- [PROBLEM REQUIREMENTS]: Please count the lines in the records below that contain the string "slope" and give only that number.

- [GIVEN RECORDS]:
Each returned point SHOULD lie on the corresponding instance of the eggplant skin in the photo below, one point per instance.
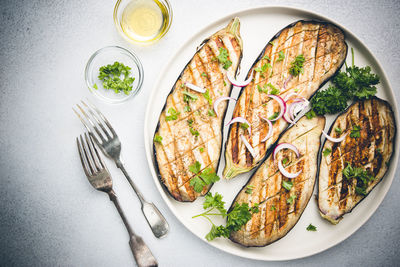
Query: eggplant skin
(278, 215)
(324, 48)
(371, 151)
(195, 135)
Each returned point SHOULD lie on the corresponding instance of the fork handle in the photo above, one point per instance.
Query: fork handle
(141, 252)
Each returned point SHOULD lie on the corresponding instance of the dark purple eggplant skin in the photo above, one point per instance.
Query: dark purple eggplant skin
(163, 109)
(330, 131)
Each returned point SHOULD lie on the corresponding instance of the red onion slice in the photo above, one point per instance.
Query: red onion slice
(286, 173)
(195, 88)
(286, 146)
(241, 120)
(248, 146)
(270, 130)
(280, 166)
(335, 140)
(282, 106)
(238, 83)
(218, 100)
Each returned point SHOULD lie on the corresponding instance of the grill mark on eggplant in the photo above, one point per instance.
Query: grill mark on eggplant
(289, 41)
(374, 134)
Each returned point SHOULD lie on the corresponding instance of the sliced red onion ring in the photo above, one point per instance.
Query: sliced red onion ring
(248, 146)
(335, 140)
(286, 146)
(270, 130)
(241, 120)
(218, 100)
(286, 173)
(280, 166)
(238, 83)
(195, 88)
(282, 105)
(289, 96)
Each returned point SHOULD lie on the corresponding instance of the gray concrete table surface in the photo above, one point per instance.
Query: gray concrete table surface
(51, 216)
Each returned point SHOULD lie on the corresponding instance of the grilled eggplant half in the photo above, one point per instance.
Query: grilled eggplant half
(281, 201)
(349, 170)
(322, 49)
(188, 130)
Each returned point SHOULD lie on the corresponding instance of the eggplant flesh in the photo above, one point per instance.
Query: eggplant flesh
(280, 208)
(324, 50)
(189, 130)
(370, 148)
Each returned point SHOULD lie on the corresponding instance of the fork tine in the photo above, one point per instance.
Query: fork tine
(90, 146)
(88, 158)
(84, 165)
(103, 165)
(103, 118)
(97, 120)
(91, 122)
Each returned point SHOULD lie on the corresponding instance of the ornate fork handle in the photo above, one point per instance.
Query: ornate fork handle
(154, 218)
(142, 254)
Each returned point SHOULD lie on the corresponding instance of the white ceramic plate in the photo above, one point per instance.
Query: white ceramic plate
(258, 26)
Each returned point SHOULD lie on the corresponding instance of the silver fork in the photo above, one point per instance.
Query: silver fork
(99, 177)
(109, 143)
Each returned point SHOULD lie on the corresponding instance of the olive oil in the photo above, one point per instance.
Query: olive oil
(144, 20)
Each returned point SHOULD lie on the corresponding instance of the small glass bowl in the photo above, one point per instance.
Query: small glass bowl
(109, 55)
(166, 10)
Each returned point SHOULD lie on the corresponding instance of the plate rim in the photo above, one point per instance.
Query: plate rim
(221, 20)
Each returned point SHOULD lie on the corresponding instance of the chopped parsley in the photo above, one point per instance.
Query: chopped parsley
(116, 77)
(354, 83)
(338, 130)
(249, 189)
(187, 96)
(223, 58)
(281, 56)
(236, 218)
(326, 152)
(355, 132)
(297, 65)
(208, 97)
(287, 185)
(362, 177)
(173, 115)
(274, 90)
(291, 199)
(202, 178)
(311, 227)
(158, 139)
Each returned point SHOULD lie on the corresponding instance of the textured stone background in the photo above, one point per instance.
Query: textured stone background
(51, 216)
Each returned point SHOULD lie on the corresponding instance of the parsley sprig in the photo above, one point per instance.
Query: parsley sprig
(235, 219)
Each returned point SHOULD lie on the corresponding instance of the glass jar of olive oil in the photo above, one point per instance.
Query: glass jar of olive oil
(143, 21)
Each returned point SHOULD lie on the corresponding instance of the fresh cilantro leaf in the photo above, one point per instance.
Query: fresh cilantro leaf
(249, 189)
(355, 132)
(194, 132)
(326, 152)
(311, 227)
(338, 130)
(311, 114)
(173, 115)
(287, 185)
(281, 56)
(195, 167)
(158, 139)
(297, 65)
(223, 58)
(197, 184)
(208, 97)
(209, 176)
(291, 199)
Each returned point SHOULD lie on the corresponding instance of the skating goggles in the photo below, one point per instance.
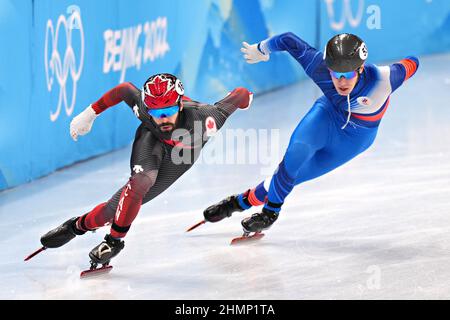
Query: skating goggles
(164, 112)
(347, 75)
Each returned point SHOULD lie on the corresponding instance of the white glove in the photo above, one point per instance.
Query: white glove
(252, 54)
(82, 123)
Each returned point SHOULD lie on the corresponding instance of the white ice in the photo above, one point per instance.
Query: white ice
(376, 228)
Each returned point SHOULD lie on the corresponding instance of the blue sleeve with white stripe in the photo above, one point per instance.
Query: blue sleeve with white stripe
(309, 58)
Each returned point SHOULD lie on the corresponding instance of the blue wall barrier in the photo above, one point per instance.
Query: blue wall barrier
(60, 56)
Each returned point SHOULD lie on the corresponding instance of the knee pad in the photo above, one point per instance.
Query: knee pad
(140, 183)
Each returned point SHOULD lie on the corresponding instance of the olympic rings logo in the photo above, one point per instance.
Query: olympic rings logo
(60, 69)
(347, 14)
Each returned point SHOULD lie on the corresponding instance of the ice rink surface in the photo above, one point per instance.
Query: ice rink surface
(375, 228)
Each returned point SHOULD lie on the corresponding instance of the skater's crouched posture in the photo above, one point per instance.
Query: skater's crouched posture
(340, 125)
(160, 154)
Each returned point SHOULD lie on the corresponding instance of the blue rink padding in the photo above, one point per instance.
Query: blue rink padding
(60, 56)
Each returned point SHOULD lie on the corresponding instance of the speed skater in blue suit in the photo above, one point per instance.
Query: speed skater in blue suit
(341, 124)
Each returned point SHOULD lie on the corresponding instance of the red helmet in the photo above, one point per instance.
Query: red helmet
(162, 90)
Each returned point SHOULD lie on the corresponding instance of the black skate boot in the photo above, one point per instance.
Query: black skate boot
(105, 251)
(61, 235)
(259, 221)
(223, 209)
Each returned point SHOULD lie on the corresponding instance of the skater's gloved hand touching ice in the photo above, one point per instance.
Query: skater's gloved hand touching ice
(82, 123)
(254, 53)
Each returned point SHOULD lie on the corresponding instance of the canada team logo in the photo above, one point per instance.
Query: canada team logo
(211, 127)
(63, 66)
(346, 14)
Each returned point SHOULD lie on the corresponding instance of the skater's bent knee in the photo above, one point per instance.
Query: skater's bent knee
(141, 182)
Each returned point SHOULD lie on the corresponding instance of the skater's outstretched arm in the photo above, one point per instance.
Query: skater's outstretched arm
---
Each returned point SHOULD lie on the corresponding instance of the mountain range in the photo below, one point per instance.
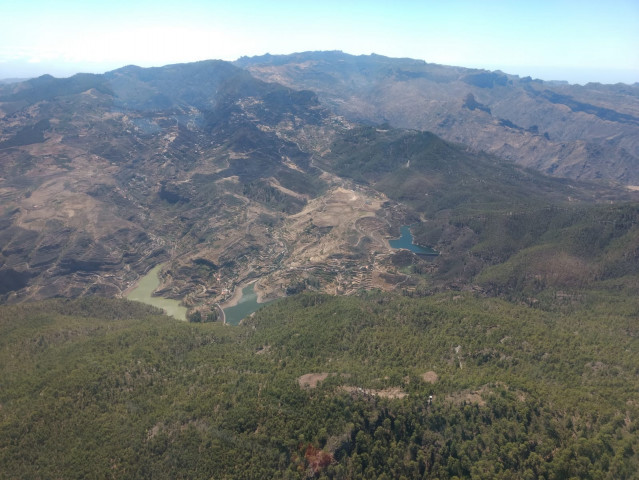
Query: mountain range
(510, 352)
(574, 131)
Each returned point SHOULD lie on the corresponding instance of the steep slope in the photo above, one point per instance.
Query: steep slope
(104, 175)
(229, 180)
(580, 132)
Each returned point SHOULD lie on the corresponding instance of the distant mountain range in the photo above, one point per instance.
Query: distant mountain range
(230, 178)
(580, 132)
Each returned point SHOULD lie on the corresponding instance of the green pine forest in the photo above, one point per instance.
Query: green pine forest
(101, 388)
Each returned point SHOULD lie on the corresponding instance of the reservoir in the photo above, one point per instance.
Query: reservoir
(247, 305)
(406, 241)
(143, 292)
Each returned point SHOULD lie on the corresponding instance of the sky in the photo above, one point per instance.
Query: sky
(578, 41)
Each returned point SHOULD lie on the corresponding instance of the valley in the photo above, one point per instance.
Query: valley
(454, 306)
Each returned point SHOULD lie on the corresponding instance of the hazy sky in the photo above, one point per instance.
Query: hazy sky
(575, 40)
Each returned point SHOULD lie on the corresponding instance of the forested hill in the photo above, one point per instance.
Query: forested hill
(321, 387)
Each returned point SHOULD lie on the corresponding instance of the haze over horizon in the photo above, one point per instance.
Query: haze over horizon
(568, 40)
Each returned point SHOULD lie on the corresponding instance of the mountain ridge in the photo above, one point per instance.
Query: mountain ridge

- [ANSWER TO THE EXERCISE]: 2